In the listing below, find each line containing "coat" and report it.

»»

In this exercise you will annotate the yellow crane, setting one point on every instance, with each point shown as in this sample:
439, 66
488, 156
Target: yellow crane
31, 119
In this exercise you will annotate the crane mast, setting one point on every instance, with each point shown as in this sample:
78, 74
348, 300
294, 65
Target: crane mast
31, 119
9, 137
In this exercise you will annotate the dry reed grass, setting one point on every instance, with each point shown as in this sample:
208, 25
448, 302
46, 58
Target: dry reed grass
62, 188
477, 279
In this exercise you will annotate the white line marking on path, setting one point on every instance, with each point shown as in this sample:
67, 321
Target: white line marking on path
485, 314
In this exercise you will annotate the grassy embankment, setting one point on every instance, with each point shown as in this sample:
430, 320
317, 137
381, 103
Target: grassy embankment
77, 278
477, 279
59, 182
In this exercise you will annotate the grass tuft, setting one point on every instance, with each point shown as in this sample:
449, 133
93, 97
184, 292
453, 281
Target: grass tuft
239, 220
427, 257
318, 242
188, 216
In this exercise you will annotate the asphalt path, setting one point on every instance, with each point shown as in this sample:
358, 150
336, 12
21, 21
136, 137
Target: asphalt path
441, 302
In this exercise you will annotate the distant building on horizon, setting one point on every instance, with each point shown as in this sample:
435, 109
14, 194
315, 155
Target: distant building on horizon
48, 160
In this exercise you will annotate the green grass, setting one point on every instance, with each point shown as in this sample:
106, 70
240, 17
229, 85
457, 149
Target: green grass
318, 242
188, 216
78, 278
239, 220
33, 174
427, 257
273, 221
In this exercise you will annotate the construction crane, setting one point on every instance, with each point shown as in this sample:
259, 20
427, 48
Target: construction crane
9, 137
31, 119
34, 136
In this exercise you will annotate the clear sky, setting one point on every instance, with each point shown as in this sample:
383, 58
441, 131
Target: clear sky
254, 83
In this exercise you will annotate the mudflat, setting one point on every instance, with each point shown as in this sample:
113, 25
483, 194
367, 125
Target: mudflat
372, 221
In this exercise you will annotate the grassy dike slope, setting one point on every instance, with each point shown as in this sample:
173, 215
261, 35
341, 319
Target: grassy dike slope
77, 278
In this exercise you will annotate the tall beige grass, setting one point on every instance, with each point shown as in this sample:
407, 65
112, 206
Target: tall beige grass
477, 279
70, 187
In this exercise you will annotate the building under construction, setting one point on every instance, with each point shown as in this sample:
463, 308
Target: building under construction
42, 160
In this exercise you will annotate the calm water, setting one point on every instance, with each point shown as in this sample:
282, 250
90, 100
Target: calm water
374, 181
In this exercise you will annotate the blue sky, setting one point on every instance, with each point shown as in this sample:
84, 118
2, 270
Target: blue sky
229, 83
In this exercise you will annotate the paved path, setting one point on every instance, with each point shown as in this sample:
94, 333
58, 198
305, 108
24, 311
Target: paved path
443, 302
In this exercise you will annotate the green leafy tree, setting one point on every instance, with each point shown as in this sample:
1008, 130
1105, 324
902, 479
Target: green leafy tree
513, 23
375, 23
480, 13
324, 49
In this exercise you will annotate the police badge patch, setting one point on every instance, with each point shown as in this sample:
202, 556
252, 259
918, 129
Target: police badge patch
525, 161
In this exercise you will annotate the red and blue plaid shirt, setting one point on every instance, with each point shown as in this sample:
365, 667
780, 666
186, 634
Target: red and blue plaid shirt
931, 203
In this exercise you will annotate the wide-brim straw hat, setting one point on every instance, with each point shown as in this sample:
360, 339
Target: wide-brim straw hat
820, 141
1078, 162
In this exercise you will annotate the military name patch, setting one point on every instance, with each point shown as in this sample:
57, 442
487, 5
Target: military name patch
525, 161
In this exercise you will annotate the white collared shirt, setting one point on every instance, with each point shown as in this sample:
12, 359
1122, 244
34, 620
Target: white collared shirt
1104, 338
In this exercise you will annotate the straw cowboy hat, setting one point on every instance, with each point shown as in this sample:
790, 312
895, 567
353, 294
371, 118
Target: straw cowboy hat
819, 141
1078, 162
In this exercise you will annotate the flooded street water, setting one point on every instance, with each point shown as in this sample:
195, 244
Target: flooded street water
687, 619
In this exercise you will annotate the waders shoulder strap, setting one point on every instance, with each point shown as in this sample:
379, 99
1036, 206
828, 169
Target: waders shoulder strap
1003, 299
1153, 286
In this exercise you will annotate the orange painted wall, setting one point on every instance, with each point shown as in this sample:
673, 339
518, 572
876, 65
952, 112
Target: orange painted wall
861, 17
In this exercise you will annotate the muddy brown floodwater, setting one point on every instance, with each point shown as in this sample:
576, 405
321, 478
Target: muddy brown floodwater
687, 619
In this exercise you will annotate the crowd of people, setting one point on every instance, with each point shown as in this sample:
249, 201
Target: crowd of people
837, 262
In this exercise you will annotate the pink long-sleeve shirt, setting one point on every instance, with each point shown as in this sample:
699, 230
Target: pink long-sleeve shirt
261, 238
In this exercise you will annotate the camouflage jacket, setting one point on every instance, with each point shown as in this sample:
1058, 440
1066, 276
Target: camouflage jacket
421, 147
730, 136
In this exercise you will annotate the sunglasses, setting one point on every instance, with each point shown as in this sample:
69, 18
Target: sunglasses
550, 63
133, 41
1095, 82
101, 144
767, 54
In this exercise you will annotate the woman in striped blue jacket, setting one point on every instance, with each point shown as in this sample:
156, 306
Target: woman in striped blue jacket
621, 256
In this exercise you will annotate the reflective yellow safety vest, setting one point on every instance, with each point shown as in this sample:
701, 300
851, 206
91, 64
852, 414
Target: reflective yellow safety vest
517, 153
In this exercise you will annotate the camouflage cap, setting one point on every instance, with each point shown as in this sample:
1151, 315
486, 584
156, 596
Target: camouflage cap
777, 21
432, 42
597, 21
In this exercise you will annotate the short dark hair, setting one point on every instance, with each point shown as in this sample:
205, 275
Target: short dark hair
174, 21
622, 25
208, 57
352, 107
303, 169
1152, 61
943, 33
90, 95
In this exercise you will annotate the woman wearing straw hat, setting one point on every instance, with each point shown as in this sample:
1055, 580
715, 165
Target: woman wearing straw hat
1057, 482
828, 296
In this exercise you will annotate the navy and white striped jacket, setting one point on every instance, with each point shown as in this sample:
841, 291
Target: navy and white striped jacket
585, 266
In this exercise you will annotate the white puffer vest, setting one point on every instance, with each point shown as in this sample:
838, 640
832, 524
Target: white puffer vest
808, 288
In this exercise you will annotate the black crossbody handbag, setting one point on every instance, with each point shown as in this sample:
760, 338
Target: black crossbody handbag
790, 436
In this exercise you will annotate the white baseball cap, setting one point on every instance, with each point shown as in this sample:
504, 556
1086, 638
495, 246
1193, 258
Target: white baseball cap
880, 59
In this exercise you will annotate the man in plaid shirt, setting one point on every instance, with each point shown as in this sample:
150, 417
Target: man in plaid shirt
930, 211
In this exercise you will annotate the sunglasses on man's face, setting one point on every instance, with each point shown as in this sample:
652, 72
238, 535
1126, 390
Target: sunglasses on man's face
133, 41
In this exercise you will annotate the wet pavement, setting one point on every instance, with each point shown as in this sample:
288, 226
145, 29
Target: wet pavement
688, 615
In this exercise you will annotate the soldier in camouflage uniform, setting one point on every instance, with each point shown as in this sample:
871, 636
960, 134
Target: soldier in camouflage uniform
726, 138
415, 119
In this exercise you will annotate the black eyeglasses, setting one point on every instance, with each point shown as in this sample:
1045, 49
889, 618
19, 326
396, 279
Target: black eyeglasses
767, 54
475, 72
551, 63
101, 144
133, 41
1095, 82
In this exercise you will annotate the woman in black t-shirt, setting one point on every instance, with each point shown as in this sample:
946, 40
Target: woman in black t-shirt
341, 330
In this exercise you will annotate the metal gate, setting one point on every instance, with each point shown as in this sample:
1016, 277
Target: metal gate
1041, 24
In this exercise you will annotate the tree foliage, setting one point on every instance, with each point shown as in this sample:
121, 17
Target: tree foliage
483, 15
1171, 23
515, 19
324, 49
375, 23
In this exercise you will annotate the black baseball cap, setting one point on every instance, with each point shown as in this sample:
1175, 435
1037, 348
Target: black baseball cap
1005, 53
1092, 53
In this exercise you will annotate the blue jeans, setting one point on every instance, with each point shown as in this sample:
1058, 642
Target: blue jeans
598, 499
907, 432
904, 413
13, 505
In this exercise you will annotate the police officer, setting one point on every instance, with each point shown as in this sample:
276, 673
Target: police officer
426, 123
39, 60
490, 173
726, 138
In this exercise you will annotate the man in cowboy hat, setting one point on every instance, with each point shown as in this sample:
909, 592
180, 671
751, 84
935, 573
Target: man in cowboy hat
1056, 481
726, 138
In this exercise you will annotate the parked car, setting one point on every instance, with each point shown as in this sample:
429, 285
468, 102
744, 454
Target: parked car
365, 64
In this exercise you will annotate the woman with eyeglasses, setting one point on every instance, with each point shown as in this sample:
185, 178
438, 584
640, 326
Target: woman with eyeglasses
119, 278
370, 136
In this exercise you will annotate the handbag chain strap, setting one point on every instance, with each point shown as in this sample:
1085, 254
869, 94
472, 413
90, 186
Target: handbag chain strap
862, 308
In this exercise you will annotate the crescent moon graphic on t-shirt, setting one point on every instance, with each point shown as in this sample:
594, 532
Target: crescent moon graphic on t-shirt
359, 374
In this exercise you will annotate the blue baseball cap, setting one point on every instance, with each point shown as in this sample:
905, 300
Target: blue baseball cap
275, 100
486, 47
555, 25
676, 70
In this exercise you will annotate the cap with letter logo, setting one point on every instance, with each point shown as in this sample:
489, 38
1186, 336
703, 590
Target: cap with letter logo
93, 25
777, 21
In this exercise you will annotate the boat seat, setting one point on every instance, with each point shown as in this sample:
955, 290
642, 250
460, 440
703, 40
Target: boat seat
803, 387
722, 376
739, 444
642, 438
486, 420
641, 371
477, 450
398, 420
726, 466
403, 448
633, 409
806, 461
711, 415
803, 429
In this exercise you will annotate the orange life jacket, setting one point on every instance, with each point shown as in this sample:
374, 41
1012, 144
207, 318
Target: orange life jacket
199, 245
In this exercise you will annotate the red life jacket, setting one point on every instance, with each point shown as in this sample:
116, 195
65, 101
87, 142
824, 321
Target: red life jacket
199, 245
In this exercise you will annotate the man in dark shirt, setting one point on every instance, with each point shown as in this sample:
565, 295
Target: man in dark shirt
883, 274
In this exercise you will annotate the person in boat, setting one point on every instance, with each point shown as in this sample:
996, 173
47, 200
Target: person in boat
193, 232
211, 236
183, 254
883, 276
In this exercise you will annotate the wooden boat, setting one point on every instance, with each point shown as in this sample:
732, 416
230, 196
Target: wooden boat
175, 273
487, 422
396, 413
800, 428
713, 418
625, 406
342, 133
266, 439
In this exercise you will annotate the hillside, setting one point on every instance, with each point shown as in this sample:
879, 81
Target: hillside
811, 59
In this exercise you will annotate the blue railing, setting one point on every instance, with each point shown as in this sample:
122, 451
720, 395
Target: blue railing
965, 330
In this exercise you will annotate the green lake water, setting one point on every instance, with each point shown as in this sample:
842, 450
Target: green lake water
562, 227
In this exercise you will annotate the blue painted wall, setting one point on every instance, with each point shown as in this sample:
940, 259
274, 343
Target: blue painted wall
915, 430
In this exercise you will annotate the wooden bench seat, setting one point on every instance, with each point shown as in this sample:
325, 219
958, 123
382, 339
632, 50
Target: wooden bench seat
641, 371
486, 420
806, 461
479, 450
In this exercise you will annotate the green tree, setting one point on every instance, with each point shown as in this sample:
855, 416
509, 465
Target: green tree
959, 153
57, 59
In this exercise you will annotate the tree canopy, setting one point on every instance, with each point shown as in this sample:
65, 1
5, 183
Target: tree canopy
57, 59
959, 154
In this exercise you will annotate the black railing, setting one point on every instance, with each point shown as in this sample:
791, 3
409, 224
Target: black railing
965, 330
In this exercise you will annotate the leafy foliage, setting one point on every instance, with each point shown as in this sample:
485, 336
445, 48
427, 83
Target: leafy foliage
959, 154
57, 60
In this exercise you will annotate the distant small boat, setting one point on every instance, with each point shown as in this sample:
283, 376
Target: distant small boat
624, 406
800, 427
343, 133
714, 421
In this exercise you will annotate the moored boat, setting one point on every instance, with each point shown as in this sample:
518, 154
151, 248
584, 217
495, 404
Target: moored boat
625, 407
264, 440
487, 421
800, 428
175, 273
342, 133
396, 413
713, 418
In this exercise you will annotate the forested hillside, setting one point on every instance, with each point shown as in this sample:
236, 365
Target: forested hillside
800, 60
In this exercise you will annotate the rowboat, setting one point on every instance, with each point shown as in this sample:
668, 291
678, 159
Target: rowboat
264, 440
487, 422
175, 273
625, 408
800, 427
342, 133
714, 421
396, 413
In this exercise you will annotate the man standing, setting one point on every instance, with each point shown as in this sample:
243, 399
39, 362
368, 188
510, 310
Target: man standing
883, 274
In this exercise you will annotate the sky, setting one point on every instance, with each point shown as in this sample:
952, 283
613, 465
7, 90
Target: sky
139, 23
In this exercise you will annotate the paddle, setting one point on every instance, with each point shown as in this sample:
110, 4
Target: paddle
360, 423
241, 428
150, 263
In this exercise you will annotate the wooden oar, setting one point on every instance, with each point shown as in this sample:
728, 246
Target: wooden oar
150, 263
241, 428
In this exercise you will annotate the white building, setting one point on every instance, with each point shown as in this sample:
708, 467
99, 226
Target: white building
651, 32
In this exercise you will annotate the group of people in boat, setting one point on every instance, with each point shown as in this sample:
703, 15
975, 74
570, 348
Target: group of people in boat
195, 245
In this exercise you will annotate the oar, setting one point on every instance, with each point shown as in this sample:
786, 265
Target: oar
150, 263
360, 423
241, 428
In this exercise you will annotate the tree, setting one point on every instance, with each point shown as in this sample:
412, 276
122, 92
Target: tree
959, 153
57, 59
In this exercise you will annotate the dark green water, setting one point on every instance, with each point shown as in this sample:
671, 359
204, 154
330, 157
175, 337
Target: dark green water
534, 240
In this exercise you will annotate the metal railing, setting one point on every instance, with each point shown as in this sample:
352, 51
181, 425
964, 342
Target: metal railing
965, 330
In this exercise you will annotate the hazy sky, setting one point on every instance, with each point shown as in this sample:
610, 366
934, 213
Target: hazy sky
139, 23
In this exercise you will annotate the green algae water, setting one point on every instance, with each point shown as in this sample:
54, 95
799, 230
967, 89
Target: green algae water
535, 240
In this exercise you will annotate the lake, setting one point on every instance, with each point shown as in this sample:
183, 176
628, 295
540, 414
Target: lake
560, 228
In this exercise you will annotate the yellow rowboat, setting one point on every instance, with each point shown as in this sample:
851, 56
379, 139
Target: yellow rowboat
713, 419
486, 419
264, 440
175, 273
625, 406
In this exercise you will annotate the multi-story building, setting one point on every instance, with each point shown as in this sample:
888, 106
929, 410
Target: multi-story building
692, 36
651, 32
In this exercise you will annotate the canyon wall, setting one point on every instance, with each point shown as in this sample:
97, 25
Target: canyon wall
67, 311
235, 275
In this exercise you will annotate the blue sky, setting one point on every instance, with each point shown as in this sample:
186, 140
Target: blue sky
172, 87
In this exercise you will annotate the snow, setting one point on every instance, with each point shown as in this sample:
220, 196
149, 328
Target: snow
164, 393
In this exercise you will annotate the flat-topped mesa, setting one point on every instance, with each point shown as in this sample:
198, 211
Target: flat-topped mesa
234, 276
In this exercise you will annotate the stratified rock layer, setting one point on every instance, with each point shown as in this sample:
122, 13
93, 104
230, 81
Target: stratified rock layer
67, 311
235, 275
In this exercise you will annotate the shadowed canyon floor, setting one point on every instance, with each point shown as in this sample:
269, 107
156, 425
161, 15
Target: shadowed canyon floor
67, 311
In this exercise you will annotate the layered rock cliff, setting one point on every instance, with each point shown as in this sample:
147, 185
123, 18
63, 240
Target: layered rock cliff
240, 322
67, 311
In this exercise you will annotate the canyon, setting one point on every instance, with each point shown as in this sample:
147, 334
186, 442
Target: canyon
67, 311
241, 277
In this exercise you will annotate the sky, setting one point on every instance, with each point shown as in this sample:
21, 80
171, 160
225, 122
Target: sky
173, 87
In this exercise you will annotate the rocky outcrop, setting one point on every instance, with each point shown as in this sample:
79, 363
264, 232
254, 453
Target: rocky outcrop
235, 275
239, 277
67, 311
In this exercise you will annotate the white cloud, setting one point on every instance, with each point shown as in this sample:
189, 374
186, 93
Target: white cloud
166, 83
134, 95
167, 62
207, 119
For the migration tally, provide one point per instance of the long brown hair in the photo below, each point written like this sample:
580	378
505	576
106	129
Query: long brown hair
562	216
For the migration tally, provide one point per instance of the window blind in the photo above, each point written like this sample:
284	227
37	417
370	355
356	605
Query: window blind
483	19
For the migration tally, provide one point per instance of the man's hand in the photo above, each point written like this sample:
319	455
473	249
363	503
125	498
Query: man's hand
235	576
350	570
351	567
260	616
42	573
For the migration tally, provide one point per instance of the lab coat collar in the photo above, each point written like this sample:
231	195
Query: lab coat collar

««

• SOLVED EXERCISE:
For the migration tally, provide one point per instance of the lab coat collar in the photo above, each point written like this sample:
Query: lab coat collar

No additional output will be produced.